Stored data:

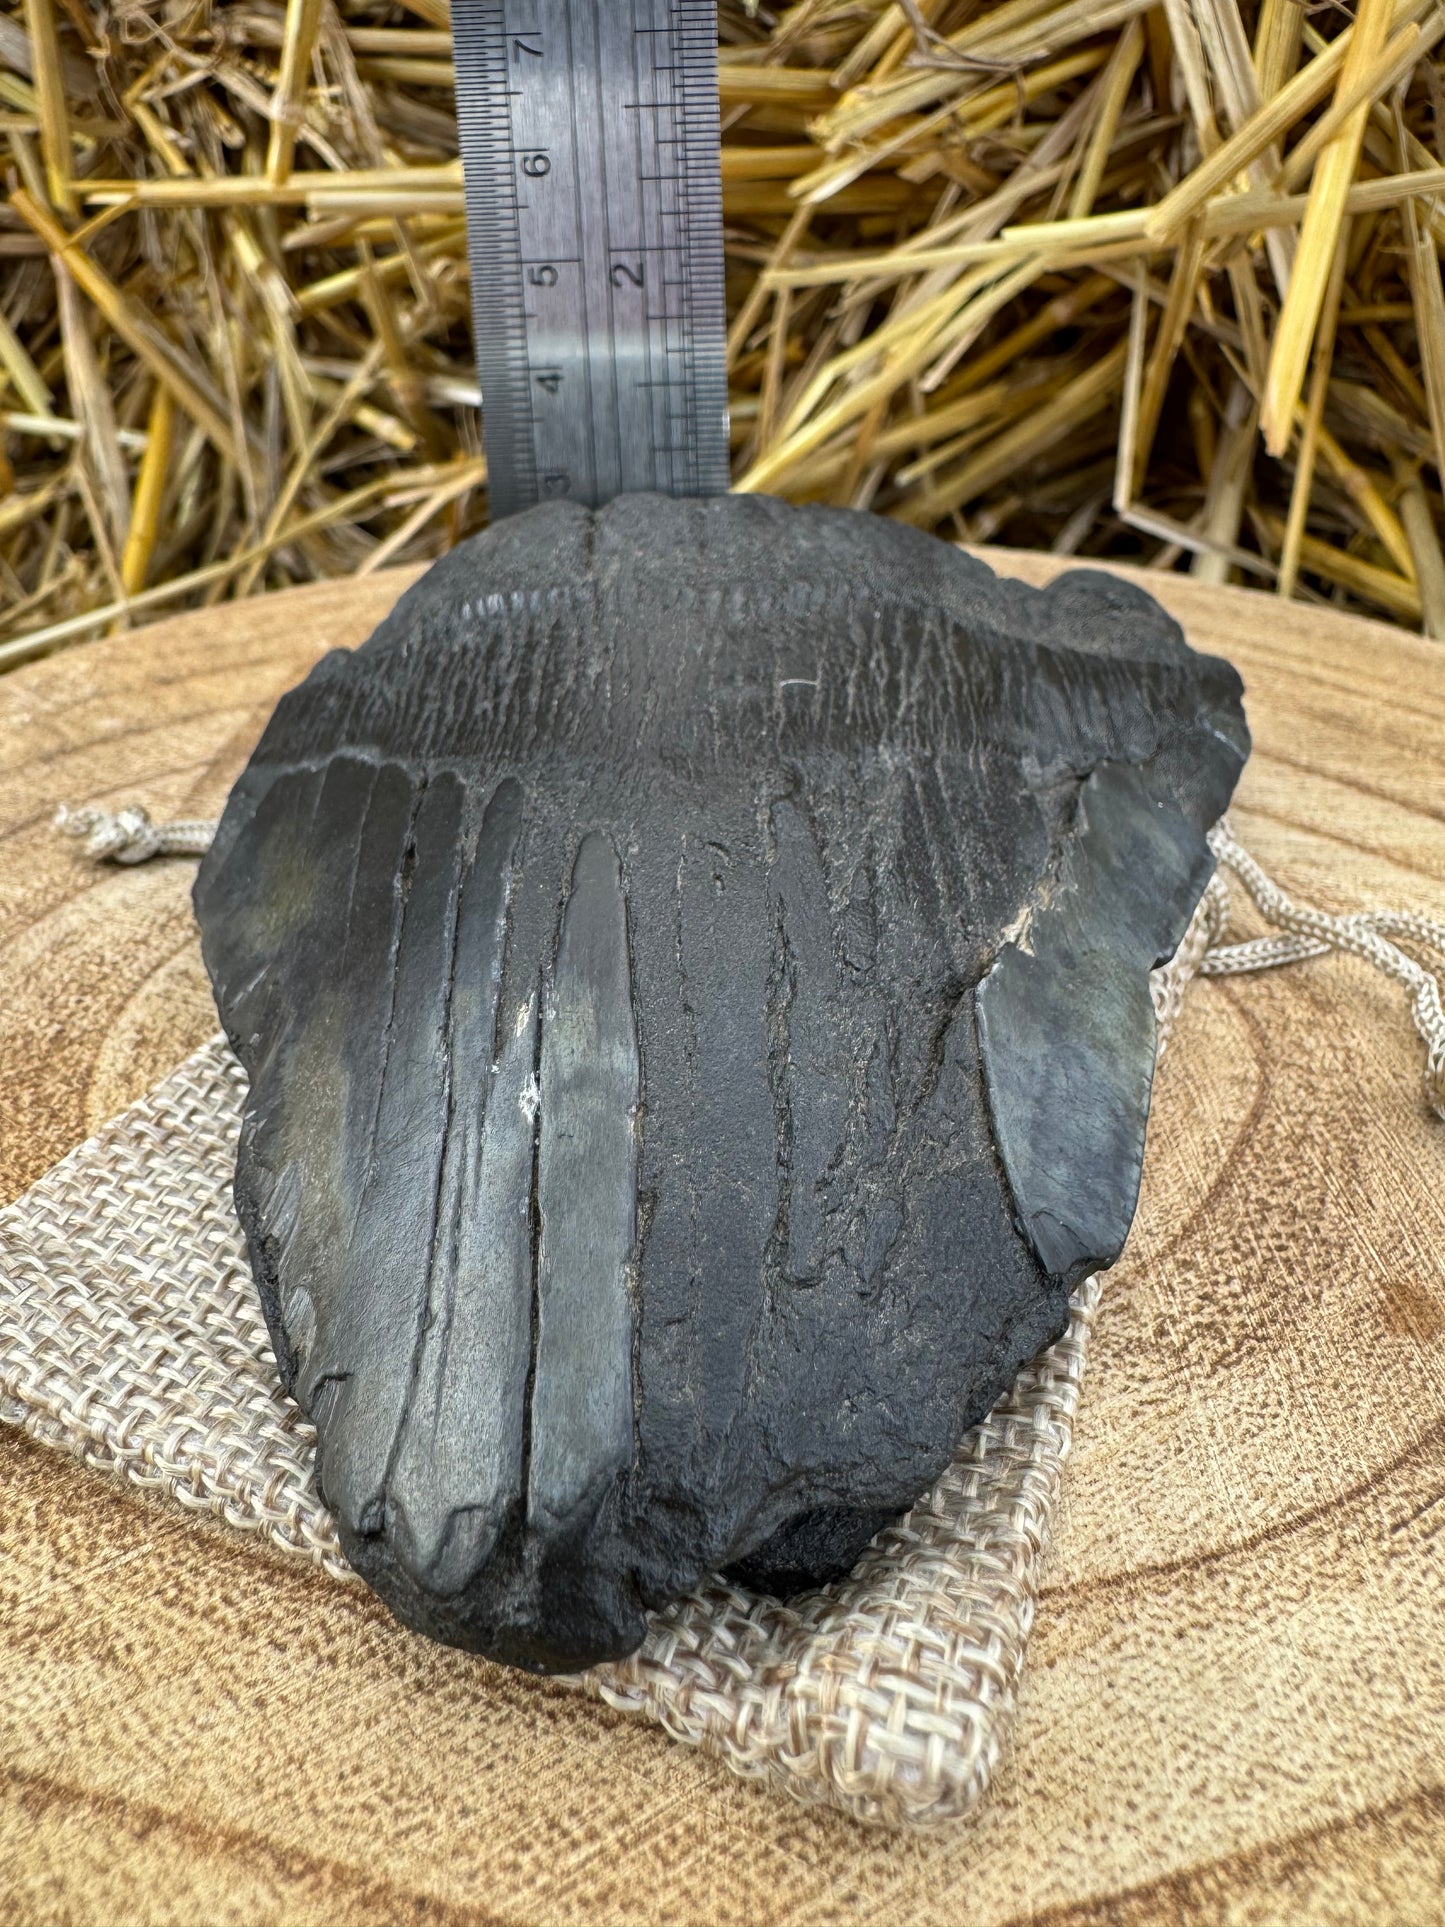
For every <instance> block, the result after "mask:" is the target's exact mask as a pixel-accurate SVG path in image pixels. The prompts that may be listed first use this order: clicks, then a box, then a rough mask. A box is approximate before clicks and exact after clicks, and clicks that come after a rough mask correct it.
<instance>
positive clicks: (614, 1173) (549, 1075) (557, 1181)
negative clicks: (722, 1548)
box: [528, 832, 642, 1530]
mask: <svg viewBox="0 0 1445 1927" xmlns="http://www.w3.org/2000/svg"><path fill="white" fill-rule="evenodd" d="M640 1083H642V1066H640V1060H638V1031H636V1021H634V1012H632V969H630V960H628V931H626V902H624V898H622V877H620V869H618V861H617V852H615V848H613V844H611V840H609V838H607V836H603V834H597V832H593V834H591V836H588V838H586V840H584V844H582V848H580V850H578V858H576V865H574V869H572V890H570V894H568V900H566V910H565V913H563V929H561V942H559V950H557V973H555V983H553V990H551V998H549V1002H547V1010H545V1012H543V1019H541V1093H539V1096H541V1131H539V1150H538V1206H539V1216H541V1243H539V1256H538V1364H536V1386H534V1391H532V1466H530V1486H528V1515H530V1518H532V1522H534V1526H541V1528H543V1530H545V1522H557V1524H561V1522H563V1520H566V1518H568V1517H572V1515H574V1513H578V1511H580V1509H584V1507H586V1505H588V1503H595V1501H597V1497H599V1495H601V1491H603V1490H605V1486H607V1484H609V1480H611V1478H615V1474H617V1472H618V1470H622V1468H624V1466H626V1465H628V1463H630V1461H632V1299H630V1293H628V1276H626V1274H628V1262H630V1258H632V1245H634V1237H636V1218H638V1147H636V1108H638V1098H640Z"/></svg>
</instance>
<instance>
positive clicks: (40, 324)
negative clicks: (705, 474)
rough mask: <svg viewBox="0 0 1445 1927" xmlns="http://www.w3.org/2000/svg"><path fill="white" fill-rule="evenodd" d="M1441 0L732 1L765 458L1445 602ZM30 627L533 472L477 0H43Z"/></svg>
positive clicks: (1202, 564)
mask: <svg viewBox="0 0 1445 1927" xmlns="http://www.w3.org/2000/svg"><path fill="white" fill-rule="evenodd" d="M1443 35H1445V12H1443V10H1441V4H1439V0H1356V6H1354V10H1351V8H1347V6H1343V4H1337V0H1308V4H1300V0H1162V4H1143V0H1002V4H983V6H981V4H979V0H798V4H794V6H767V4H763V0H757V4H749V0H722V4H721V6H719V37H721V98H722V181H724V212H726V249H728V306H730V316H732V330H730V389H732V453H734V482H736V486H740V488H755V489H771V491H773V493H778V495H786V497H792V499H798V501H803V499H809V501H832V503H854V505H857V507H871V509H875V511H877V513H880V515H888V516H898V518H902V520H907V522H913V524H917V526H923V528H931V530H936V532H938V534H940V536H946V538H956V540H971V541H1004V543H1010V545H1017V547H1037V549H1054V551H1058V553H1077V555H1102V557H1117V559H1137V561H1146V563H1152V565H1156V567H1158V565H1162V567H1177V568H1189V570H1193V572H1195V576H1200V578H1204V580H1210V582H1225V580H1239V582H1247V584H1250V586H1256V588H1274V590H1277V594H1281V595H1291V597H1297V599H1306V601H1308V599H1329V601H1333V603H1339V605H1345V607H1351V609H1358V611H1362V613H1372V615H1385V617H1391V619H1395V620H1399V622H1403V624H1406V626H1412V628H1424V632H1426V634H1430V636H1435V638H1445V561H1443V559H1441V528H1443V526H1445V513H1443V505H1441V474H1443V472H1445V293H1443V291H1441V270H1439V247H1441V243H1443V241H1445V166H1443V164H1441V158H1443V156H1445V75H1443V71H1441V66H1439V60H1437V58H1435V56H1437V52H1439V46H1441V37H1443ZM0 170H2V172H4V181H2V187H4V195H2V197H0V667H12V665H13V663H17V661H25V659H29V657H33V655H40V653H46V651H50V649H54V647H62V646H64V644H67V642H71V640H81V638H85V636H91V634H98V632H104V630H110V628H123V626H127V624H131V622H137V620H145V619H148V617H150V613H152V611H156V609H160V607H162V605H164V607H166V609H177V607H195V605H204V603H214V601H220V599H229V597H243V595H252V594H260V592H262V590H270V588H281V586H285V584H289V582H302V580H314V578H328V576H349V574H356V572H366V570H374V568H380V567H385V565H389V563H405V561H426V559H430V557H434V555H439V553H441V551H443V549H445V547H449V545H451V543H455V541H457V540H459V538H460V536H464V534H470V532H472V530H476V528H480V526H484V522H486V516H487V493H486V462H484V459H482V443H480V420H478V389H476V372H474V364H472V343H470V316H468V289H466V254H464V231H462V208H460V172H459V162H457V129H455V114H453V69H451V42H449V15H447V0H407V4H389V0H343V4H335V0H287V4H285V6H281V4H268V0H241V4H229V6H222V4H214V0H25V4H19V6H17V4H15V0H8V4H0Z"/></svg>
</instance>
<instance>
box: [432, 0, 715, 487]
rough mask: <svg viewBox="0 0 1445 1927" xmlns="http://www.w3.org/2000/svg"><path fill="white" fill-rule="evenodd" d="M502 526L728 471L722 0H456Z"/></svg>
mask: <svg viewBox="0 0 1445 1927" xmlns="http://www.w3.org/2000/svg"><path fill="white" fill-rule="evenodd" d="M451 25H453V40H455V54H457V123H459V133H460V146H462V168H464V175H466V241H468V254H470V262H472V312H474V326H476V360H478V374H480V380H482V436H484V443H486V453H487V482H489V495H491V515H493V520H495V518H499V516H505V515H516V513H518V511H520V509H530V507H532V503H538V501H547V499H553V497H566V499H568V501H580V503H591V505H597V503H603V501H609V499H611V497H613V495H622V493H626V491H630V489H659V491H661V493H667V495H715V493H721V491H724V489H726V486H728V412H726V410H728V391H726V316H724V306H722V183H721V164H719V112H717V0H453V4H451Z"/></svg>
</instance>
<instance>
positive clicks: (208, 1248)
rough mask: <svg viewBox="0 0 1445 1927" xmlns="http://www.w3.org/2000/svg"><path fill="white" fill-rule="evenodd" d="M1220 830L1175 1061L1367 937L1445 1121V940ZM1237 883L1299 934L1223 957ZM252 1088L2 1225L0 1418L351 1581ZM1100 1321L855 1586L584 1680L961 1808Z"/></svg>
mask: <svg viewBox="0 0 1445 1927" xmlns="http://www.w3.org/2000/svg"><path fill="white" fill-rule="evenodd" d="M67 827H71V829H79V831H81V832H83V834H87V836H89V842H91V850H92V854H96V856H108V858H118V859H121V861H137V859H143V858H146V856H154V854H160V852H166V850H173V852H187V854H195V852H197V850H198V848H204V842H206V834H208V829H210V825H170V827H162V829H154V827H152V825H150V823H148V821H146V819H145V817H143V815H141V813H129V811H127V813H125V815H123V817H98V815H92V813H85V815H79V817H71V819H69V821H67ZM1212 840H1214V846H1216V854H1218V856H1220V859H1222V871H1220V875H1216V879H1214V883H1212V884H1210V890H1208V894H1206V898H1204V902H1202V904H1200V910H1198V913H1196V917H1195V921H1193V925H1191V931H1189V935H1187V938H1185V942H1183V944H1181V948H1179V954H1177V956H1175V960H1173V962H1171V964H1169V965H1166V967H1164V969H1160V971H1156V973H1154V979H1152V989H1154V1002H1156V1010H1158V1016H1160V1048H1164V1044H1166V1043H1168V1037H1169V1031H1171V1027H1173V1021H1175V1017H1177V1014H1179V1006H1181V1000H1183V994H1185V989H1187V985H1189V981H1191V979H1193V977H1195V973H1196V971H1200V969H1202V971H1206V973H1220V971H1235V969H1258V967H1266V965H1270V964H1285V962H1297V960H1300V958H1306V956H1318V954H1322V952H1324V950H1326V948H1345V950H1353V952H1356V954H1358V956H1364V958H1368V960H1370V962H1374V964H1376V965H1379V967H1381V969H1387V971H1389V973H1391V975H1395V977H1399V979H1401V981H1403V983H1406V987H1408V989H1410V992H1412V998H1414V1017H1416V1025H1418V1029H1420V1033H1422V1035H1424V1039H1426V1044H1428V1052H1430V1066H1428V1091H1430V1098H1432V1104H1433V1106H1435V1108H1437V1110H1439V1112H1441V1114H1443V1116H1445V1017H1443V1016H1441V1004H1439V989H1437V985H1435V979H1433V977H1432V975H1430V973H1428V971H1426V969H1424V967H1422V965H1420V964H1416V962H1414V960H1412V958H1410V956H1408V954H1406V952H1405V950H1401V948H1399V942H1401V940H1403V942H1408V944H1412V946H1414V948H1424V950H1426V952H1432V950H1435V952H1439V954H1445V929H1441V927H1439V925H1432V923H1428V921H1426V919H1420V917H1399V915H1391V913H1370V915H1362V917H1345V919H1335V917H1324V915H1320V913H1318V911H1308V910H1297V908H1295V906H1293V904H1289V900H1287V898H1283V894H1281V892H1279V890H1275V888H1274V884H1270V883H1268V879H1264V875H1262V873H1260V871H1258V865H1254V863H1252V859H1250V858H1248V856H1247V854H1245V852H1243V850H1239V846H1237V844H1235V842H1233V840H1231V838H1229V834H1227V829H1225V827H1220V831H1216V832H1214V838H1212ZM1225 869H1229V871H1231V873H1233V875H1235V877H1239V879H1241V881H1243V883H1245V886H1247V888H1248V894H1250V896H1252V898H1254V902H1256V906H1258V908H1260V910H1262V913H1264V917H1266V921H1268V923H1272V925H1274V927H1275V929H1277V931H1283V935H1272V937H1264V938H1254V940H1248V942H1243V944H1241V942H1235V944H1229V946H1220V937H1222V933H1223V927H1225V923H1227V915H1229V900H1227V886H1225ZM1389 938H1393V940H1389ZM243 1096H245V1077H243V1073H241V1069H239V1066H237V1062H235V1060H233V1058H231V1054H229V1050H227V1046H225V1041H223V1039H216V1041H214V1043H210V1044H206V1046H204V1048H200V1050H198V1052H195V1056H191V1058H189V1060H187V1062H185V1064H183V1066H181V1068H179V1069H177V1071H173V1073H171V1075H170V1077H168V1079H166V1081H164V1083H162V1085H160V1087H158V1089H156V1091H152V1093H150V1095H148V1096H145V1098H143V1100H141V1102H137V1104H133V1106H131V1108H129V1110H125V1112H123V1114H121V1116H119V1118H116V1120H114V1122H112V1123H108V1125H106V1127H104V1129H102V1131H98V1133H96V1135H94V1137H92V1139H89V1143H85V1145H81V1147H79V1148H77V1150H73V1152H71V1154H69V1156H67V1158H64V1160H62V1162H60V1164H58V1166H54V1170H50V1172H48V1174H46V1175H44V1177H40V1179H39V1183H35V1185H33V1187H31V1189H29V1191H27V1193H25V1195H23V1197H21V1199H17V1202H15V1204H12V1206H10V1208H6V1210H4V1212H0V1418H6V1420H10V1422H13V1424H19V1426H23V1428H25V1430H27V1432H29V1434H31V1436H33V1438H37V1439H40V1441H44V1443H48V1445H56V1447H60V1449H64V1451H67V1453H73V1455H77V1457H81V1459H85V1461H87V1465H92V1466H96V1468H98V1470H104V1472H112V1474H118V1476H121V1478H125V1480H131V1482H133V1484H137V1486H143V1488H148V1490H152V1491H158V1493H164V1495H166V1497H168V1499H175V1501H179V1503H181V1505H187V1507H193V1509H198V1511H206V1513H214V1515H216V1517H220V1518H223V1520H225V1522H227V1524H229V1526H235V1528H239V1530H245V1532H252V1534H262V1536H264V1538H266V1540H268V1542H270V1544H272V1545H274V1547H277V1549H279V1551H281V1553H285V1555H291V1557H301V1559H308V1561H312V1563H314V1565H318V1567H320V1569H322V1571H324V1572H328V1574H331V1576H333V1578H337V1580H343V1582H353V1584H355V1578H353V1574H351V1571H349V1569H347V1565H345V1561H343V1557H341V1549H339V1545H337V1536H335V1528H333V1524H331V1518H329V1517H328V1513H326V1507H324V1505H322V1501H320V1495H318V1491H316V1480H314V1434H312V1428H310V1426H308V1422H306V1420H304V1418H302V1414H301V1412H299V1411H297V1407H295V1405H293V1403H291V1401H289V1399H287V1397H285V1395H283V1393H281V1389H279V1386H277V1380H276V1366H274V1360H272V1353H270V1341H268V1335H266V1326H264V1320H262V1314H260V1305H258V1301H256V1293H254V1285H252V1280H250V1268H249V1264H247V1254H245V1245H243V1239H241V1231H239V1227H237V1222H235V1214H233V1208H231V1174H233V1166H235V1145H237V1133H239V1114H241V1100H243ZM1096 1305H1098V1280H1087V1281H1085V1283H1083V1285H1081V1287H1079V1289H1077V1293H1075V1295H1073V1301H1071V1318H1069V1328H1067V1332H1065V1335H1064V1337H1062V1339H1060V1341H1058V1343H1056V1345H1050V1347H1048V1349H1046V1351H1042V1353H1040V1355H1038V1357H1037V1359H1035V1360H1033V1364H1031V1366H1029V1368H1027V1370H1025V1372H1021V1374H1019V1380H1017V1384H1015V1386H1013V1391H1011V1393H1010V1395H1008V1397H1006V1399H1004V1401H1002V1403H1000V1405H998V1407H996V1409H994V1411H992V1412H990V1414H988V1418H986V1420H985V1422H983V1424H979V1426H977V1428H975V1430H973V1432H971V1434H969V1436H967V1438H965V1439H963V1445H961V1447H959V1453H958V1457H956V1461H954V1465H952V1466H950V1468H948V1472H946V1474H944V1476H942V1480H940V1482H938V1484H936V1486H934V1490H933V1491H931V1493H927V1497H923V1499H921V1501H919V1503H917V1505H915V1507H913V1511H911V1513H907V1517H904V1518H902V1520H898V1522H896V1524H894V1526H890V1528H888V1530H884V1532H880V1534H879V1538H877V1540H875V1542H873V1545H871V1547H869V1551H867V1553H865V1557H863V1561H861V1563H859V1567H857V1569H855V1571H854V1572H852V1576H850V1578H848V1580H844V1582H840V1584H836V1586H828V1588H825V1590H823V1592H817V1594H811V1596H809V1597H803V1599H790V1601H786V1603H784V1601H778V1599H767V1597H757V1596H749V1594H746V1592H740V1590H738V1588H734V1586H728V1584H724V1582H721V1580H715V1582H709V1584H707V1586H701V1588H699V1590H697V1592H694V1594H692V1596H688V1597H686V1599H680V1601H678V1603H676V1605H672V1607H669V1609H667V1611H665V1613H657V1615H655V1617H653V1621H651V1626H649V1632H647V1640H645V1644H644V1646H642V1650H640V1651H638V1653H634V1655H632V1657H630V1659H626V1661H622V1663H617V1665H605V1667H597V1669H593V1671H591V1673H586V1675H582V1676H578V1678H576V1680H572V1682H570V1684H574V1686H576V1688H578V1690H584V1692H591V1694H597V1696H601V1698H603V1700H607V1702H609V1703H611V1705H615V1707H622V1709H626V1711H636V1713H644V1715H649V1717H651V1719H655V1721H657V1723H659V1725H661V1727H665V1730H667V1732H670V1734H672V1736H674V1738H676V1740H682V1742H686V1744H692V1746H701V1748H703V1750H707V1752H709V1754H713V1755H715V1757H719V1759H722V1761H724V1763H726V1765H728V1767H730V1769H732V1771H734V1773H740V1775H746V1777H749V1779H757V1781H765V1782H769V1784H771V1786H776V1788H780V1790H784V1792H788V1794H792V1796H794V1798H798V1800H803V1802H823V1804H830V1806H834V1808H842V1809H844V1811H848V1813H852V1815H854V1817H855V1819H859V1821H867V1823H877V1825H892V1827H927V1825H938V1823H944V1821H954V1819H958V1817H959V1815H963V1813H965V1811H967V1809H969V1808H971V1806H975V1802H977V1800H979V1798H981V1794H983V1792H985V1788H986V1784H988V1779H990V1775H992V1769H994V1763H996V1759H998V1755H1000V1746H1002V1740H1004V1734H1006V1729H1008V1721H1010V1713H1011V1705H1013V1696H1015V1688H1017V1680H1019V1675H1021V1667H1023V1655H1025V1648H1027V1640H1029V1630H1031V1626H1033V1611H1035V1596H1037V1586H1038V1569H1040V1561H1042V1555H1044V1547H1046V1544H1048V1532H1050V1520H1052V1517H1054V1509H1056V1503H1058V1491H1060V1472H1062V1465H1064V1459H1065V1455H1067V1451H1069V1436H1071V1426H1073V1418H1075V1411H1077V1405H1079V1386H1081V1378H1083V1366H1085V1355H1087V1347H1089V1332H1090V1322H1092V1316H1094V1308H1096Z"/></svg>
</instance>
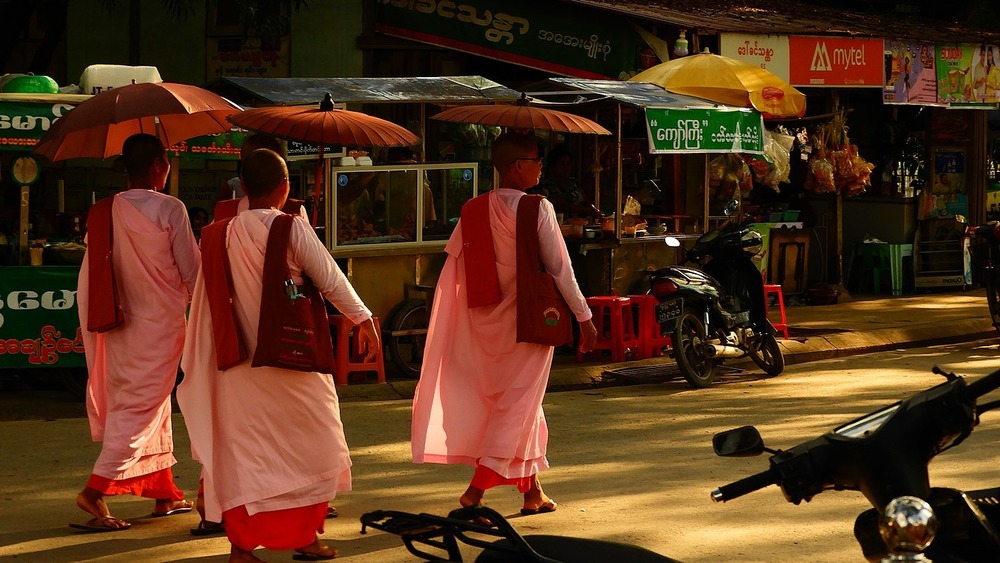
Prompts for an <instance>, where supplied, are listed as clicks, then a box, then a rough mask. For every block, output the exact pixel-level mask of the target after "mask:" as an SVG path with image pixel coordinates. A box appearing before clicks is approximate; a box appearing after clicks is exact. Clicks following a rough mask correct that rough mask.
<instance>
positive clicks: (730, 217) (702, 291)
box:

WORK ORDER
Pull each line containing "negative" from the records.

REPLY TO THE EXERCISE
negative clicks: (722, 1548)
negative clicks: (705, 474)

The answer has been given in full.